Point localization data
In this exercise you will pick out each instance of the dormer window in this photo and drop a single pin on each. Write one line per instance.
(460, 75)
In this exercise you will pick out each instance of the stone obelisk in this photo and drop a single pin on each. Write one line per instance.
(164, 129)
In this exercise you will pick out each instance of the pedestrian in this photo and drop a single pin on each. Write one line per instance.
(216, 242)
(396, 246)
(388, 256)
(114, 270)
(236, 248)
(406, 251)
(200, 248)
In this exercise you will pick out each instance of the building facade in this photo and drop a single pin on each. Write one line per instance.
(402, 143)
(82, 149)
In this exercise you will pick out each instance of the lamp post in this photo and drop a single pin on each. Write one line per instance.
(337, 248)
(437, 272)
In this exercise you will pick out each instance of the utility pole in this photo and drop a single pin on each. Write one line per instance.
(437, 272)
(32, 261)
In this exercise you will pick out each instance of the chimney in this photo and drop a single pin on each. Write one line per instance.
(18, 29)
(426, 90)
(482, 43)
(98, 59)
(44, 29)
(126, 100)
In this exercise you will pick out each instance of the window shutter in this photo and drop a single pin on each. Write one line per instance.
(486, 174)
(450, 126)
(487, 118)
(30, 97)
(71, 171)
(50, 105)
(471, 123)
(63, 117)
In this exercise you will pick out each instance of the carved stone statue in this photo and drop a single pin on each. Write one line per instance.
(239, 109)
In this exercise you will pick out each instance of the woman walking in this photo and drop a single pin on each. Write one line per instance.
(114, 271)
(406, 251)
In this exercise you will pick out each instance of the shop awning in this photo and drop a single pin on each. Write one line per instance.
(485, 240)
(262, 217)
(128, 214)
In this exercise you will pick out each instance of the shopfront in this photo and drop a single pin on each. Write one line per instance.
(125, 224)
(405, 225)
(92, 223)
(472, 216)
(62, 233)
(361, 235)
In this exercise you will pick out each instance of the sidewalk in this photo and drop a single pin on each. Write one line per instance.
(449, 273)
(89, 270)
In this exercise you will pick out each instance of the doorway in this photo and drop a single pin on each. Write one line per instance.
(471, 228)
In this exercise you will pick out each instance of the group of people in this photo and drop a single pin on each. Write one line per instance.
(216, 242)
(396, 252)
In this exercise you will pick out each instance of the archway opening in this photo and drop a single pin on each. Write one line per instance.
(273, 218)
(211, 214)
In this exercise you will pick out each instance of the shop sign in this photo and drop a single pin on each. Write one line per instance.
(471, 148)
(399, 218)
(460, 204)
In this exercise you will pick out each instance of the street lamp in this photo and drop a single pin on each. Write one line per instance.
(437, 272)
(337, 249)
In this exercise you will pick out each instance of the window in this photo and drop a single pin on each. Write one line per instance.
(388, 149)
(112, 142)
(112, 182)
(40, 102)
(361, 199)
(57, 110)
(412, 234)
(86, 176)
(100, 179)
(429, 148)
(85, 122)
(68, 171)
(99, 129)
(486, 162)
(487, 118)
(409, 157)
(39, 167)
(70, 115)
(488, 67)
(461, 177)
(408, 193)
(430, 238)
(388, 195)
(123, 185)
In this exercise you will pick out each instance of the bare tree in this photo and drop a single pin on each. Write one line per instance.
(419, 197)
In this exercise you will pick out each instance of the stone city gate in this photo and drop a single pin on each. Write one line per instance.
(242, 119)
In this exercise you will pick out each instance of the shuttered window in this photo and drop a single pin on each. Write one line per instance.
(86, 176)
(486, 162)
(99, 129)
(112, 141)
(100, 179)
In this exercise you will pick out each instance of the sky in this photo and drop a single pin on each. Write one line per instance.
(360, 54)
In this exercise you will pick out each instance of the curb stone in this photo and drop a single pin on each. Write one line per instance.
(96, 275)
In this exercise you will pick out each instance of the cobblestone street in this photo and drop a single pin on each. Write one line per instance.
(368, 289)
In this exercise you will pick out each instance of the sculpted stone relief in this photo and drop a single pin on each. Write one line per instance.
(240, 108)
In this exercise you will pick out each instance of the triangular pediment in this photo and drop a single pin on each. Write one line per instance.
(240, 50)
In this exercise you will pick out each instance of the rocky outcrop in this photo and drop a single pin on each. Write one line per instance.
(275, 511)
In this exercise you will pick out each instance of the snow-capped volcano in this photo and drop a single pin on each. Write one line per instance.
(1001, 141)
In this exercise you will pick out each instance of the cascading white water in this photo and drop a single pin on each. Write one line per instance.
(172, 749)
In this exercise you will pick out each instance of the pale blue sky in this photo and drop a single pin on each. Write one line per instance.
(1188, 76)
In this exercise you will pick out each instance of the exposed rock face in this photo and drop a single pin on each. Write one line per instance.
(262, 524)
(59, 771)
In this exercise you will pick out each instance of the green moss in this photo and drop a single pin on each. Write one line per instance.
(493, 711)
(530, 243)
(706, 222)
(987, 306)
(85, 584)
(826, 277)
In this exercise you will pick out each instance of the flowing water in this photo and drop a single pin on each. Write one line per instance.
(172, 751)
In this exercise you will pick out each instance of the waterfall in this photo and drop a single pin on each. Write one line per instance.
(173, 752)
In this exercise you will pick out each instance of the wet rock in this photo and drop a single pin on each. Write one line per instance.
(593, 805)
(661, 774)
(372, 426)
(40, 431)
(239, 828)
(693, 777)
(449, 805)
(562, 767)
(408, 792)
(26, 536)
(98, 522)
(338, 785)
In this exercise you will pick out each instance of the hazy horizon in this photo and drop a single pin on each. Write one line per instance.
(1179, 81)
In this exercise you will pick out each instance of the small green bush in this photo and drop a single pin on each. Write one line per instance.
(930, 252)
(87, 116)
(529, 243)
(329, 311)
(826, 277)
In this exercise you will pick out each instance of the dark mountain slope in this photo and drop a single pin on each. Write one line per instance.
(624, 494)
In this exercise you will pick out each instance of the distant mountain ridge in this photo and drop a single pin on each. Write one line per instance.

● YOUR OBJECTIVE: Restate every entry above word for word.

● PROBLEM SOLUTION:
In this exercise you will pick out each instance of the dormer window in this photo and drop a single pin on each. Write one line per instance.
(460, 75)
In this exercise you will pick out each instance of the stone obelisk in this photo and drop a single pin on each. Write one line per instance.
(164, 129)
In this exercise you will pick out each instance of the pedestrian in this photo and drop a single pin on each. Write one line per instance.
(216, 242)
(396, 246)
(388, 256)
(114, 270)
(236, 248)
(406, 251)
(200, 248)
In this exercise you will pick out each instance of the building facade in this photo and drop a single pin on each. Write one line per instance.
(402, 143)
(82, 149)
In this exercise you will pick out each instance of the lamp post in this photo and drop a single pin on each. Write one line per instance.
(337, 248)
(437, 272)
In this exercise you will pick out each instance of the utility pole in this photo and drop a single pin on each. Write one line per instance.
(437, 272)
(32, 261)
In this exercise you will pick out each instance of the chimney in this photo and drop a single pin on each. Write one line per instance.
(18, 29)
(426, 90)
(482, 43)
(98, 59)
(44, 29)
(126, 100)
In this exercise you will pick out each instance of the window shutter in this photo and drop a single pin on each. Write one line per instance.
(486, 174)
(450, 126)
(487, 118)
(30, 97)
(71, 171)
(50, 105)
(471, 123)
(63, 117)
In this exercise you will pick out each instance of the carved stone statue in this photo and drop a single pin on each. Write one line per instance.
(239, 109)
In this exercise you will pick out each instance of the woman walking in this photo and drop a single pin on each. Write one line per instance.
(114, 271)
(406, 251)
In this exercise you will pick out each instance of the shop awning in this photo and drop a single pin on each. Write one line per instance.
(485, 240)
(262, 217)
(128, 214)
In this exercise you will pick out each instance of the shopfront in this photo and drop a single pin on each. Write one line per instance.
(125, 224)
(405, 225)
(92, 223)
(472, 216)
(62, 233)
(361, 235)
In this exercise you will pick out each instance of the sidewalk in this photo and drop a single pin on each. Write one line per instance.
(449, 273)
(89, 270)
In this exercise you will pick out each instance of the doorway in this photo and drop a single pin on each. Write one line per instance.
(471, 228)
In this exercise you will pick out each instance of the group of people in this photo and drop a single pin on each. Write one line per instance.
(216, 242)
(396, 252)
In this exercise you will pick out each instance of the archway opening in this photo and drop a single pin on each. Write one line per instance.
(273, 218)
(211, 214)
In this exercise you will pick out each instance of the shop sign in this photo and drop a single pin on each. Write one line per instance.
(471, 148)
(399, 218)
(460, 204)
In this exercise you will pick out each instance of the street lamp in this photo and drop a single pin on each. Write one line per instance.
(437, 272)
(337, 249)
In this exercise you will pick out each instance of the window in this photo and drop a single pin on each. Write one line per instance.
(388, 149)
(112, 142)
(112, 182)
(40, 102)
(361, 199)
(57, 110)
(412, 234)
(86, 176)
(100, 179)
(429, 148)
(85, 122)
(68, 171)
(99, 129)
(486, 162)
(487, 118)
(409, 157)
(39, 167)
(70, 115)
(488, 67)
(461, 177)
(408, 193)
(430, 238)
(388, 195)
(123, 185)
In this exercise you will pick out each instance of the bare tree in this photo and drop a single pin on each. Write one line per instance.
(419, 197)
In this exercise you will pick out each instance of the stone city gate in this photo and drop a single pin on each. Write one line per instance.
(242, 119)
In this exercise you will pick out each instance of the shuttered window in this photo and drop a single pin on each. Write one line per instance.
(86, 176)
(486, 162)
(99, 129)
(112, 141)
(100, 179)
In this exercise you will pick out each instance of the sky in this photo and drop a single pin on each. Write one line per instance.
(360, 54)
In this exercise you will pick out each instance of the curb stone in this photo and drop a single pin on each. Write one line per instance.
(96, 275)
In this exercise you will pick out each instance of the cobblestone street in this photo and drop a single pin on each. Write one line per instance.
(368, 289)
In this exercise you will pick out each instance of the sculpted stone relief in this photo and drop a single pin on each. Write one line per instance.
(240, 108)
In this exercise you will pick out each instance of the triangular pediment in this photo and drop a single pin on each. Write one line per instance.
(240, 50)
In this exercise you will pick out each instance of the rocky outcrop in this photo and drop a single pin on each. Write one line per instance.
(275, 511)
In this exercise you will pick out each instance of the snow-capped volcano in this photo and drop a single pin on each. Write one line per instance.
(1001, 141)
In this exercise you will pick out each instance of the cascading white water in this photo and drop a single pin on each. Write one line per instance.
(172, 749)
In this exercise you will pick out each instance of the pale blue sky in this photo and drop a single pin on each. Write one line per instance.
(1188, 76)
In this exercise you will pick out each instance of the exposed rock face in this photo and drop a single pin on each. Write one line per instance.
(262, 524)
(59, 771)
In this exercise you will pick out each instance of the green moss in this photo and drop a single pin on each. Write one line per instance.
(493, 711)
(530, 243)
(706, 222)
(987, 306)
(85, 584)
(826, 277)
In this exercise you will pick out each instance of the flowing water in this photo and drop a single pin on each. Write one line per instance.
(172, 751)
In this exercise you will pick out each instance of the waterfall in this photo and drop a single pin on each. Write one line per instance.
(173, 752)
In this exercise you will pick out each instance of the wet rock in this photo and drop a single pin on each. Write one line per instance.
(593, 805)
(661, 774)
(372, 426)
(40, 431)
(239, 828)
(693, 777)
(449, 805)
(562, 767)
(408, 792)
(26, 536)
(98, 522)
(338, 785)
In this exercise you will pick out each instance of the hazy horizon in this photo and drop a single pin on each. Write one line per instance.
(1179, 81)
In this exercise you will pick out each instance of the small green bush in this photo and drop a single pin on each. Write one line per instance.
(930, 252)
(87, 116)
(529, 243)
(329, 311)
(826, 277)
In this exercise you will pick out each instance of the dark mountain slope in this photo and drop a single pin on each. Write one line per instance.
(624, 494)
In this exercise you will pick out each instance of the distant mountain ridge in this photo and drop a single pin on each. Write one line per instance.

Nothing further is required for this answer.